• _Aim of the task_:
Return every line of the data below that contains the string "floral", matching case exactly.

• _Supplied data_:
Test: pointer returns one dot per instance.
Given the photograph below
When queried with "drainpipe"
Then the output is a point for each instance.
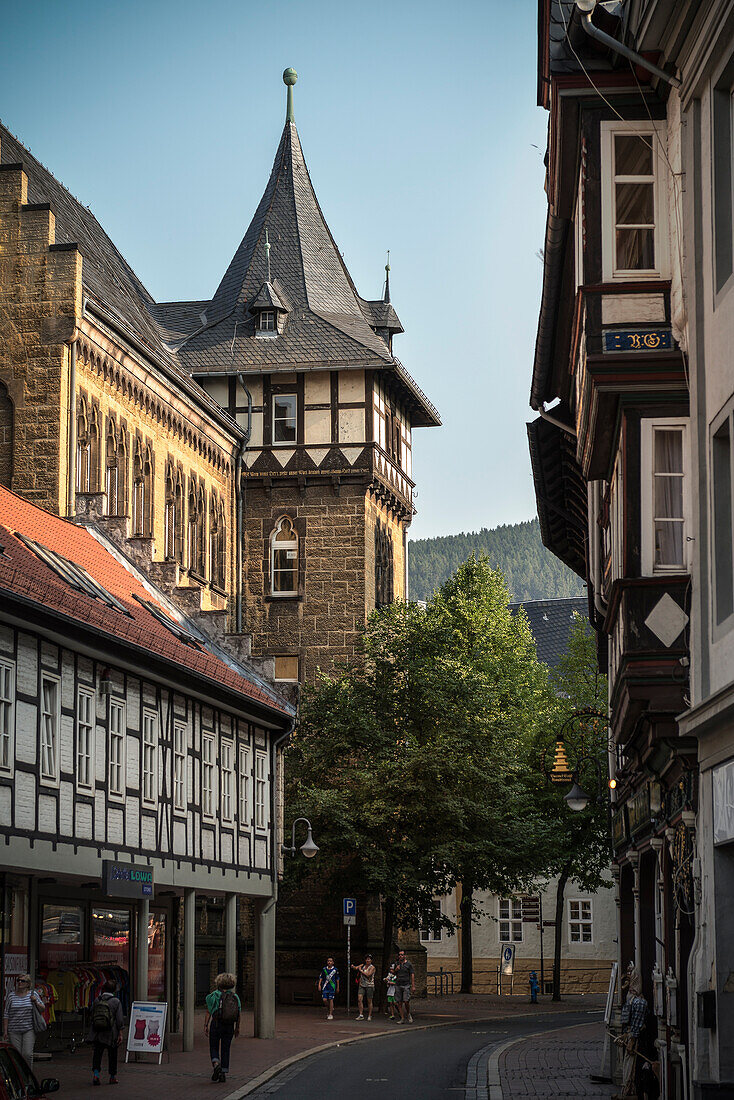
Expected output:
(611, 43)
(240, 508)
(70, 472)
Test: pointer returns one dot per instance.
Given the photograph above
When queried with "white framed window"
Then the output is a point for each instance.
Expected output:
(511, 920)
(85, 738)
(284, 559)
(580, 922)
(7, 717)
(261, 790)
(635, 237)
(179, 756)
(208, 779)
(429, 933)
(227, 773)
(245, 781)
(51, 719)
(150, 758)
(117, 761)
(665, 495)
(284, 419)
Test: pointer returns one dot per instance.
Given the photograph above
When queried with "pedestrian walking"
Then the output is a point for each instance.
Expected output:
(20, 1020)
(365, 991)
(404, 987)
(328, 985)
(221, 1023)
(106, 1032)
(391, 990)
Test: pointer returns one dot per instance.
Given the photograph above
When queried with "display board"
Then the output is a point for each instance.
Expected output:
(148, 1027)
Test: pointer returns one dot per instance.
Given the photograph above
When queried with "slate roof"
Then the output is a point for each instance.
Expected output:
(550, 624)
(24, 574)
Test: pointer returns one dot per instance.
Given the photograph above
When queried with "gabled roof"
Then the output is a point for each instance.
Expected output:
(23, 574)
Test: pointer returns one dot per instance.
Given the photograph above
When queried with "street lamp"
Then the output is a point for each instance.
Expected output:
(309, 848)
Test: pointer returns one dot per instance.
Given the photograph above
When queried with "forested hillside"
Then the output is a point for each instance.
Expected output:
(530, 570)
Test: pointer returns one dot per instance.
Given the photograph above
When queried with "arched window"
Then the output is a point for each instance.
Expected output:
(7, 432)
(284, 559)
(384, 592)
(217, 542)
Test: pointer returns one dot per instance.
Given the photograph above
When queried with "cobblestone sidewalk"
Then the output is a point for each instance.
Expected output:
(558, 1065)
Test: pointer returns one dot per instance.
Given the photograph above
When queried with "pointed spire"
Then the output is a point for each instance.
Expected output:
(289, 78)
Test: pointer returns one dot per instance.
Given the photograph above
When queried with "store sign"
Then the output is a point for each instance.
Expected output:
(127, 880)
(148, 1029)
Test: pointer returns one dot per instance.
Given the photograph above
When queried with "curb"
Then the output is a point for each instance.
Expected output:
(493, 1080)
(272, 1071)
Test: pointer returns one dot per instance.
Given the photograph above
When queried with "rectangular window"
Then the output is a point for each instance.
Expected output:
(50, 725)
(7, 716)
(150, 758)
(117, 768)
(261, 791)
(179, 754)
(580, 924)
(429, 932)
(245, 779)
(665, 494)
(208, 774)
(85, 738)
(634, 223)
(511, 920)
(721, 461)
(284, 418)
(227, 772)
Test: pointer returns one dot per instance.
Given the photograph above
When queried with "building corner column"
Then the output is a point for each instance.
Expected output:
(264, 1003)
(189, 976)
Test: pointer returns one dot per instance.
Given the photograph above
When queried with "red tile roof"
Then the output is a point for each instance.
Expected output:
(23, 573)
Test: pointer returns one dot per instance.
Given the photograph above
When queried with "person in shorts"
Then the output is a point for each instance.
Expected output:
(328, 985)
(391, 990)
(404, 987)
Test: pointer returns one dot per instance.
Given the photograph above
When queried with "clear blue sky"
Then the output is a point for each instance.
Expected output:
(422, 135)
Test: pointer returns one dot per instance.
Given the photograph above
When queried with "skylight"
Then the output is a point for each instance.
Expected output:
(74, 574)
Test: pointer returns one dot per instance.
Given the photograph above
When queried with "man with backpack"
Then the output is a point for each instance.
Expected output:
(106, 1032)
(222, 1023)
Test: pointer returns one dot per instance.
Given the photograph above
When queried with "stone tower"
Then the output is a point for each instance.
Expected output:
(305, 365)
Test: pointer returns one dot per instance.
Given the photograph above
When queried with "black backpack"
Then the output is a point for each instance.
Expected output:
(102, 1018)
(228, 1010)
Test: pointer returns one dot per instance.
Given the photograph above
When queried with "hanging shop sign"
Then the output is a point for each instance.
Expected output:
(127, 880)
(148, 1029)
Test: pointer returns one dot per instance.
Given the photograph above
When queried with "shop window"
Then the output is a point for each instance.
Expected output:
(179, 755)
(580, 924)
(430, 931)
(85, 738)
(62, 935)
(50, 727)
(634, 221)
(284, 559)
(117, 750)
(261, 791)
(7, 717)
(110, 936)
(227, 776)
(245, 780)
(150, 758)
(665, 495)
(208, 755)
(511, 920)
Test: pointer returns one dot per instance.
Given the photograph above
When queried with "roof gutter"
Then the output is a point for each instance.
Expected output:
(619, 47)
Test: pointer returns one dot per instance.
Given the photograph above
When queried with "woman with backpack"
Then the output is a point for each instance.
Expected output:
(222, 1023)
(106, 1032)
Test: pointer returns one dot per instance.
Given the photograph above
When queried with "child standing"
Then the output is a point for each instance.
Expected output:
(328, 985)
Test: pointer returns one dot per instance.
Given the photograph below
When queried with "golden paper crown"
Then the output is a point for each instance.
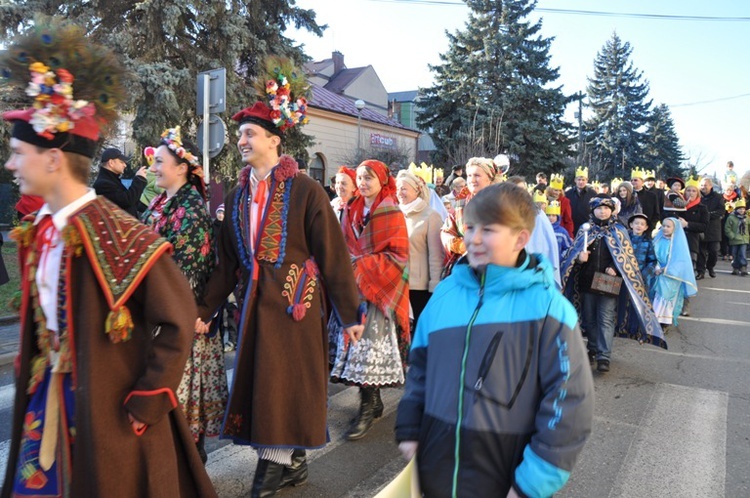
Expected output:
(556, 181)
(693, 182)
(553, 208)
(638, 173)
(422, 171)
(539, 197)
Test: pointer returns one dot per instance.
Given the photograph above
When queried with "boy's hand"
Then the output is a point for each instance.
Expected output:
(408, 449)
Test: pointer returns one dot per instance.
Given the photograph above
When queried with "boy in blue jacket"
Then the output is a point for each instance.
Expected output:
(499, 397)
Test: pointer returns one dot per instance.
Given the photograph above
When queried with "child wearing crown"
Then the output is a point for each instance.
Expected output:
(563, 239)
(95, 407)
(738, 238)
(555, 192)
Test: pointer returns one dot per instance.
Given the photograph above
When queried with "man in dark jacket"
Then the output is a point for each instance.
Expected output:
(108, 182)
(579, 197)
(648, 200)
(709, 246)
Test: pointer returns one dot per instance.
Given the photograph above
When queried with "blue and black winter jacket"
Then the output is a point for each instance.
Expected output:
(499, 391)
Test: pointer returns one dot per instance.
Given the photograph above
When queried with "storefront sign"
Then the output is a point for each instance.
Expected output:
(378, 140)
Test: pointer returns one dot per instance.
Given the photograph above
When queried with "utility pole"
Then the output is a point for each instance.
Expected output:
(579, 115)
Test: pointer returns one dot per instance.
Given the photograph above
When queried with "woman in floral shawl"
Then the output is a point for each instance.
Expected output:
(376, 235)
(179, 215)
(480, 172)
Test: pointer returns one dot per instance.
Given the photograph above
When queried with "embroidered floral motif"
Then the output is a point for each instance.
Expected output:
(24, 233)
(272, 244)
(299, 288)
(72, 239)
(233, 424)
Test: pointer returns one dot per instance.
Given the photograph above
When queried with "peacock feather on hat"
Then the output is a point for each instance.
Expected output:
(69, 78)
(284, 88)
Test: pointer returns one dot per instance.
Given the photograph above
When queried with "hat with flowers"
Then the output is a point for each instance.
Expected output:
(74, 86)
(282, 90)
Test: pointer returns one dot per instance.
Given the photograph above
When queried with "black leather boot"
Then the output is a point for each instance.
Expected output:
(363, 422)
(377, 407)
(201, 445)
(267, 479)
(296, 473)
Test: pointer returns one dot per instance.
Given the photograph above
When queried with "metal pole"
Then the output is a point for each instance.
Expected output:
(206, 117)
(359, 130)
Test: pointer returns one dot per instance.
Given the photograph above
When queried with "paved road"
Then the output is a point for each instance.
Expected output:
(667, 423)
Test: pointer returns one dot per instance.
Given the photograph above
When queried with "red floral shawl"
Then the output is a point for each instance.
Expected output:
(380, 259)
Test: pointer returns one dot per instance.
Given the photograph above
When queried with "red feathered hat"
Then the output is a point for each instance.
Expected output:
(259, 114)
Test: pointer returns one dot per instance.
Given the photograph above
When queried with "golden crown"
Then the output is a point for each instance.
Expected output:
(556, 181)
(553, 208)
(422, 171)
(693, 182)
(539, 197)
(638, 173)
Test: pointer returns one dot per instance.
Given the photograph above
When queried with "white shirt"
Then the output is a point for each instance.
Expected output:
(50, 258)
(253, 206)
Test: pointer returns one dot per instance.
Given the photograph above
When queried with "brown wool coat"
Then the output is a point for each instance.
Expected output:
(279, 391)
(108, 458)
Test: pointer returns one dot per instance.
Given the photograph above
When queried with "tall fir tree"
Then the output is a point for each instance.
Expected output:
(618, 97)
(663, 151)
(165, 44)
(494, 92)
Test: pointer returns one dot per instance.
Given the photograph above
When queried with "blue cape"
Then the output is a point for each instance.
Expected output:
(618, 242)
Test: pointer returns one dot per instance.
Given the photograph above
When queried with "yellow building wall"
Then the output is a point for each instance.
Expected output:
(335, 138)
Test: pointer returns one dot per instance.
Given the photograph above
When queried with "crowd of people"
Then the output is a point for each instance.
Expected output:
(468, 292)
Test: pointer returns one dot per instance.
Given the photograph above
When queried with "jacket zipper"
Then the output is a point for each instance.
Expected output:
(489, 355)
(459, 420)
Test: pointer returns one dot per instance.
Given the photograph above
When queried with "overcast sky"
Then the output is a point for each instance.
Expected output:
(696, 66)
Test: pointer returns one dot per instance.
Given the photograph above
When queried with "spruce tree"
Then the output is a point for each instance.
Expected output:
(618, 96)
(494, 92)
(663, 152)
(165, 44)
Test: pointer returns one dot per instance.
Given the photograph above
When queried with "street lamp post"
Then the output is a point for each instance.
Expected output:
(359, 104)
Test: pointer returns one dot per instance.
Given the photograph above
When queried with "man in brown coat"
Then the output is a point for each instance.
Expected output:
(107, 319)
(282, 247)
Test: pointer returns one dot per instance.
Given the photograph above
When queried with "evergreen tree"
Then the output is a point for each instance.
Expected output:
(618, 97)
(493, 92)
(165, 44)
(663, 152)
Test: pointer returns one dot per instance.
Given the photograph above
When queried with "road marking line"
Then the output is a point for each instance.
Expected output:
(679, 421)
(720, 321)
(725, 290)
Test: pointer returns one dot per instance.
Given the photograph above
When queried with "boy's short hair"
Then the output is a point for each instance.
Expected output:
(505, 204)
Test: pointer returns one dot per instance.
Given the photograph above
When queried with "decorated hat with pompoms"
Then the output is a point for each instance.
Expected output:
(74, 86)
(282, 92)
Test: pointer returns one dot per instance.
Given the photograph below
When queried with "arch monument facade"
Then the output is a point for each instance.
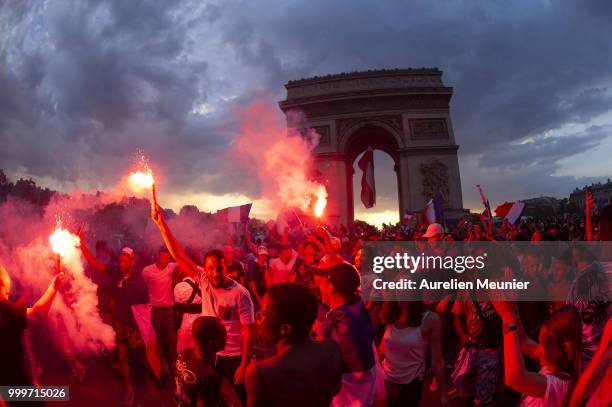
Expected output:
(404, 112)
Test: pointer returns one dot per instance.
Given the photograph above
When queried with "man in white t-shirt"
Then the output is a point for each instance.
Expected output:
(158, 277)
(279, 270)
(221, 297)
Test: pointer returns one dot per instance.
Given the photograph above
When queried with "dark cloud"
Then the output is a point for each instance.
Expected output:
(545, 151)
(85, 84)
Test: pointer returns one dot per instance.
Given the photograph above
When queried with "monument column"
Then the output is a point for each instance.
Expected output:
(337, 176)
(403, 184)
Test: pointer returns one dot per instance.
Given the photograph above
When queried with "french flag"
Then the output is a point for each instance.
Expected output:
(234, 214)
(433, 212)
(510, 211)
(368, 190)
(407, 216)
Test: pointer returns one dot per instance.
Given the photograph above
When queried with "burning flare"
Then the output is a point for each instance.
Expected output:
(62, 241)
(321, 201)
(140, 180)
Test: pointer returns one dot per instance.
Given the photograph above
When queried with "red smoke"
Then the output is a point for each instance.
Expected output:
(280, 156)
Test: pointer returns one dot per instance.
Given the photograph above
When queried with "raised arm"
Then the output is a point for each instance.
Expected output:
(89, 257)
(40, 309)
(595, 372)
(175, 249)
(517, 376)
(322, 232)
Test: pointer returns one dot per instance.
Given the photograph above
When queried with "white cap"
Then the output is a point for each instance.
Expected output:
(434, 229)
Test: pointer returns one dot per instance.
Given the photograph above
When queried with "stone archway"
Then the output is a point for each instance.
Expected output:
(358, 140)
(402, 112)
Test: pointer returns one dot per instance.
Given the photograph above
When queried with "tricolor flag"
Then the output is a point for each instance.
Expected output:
(487, 212)
(234, 214)
(432, 213)
(407, 216)
(368, 190)
(511, 211)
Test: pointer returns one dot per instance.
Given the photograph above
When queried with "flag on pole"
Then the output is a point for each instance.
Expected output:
(234, 214)
(433, 212)
(368, 190)
(503, 209)
(287, 218)
(486, 203)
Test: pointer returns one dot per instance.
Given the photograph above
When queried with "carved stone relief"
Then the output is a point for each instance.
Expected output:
(435, 180)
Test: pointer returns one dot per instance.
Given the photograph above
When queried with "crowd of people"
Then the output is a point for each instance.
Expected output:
(278, 320)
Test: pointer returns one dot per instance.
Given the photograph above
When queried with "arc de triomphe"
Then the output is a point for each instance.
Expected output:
(404, 112)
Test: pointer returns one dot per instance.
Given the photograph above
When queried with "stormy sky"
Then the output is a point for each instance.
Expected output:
(84, 84)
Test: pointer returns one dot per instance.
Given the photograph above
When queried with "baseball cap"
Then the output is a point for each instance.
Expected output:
(128, 251)
(434, 229)
(344, 277)
(336, 242)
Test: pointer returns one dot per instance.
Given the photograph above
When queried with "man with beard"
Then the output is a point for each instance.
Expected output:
(126, 290)
(303, 372)
(222, 297)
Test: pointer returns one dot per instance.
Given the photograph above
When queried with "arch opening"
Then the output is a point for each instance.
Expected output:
(386, 178)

• _Solution to the problem_:
When queried with "woman in floral shawl"
When queried with "embroidered floral motif"
When queried with "red floral shawl"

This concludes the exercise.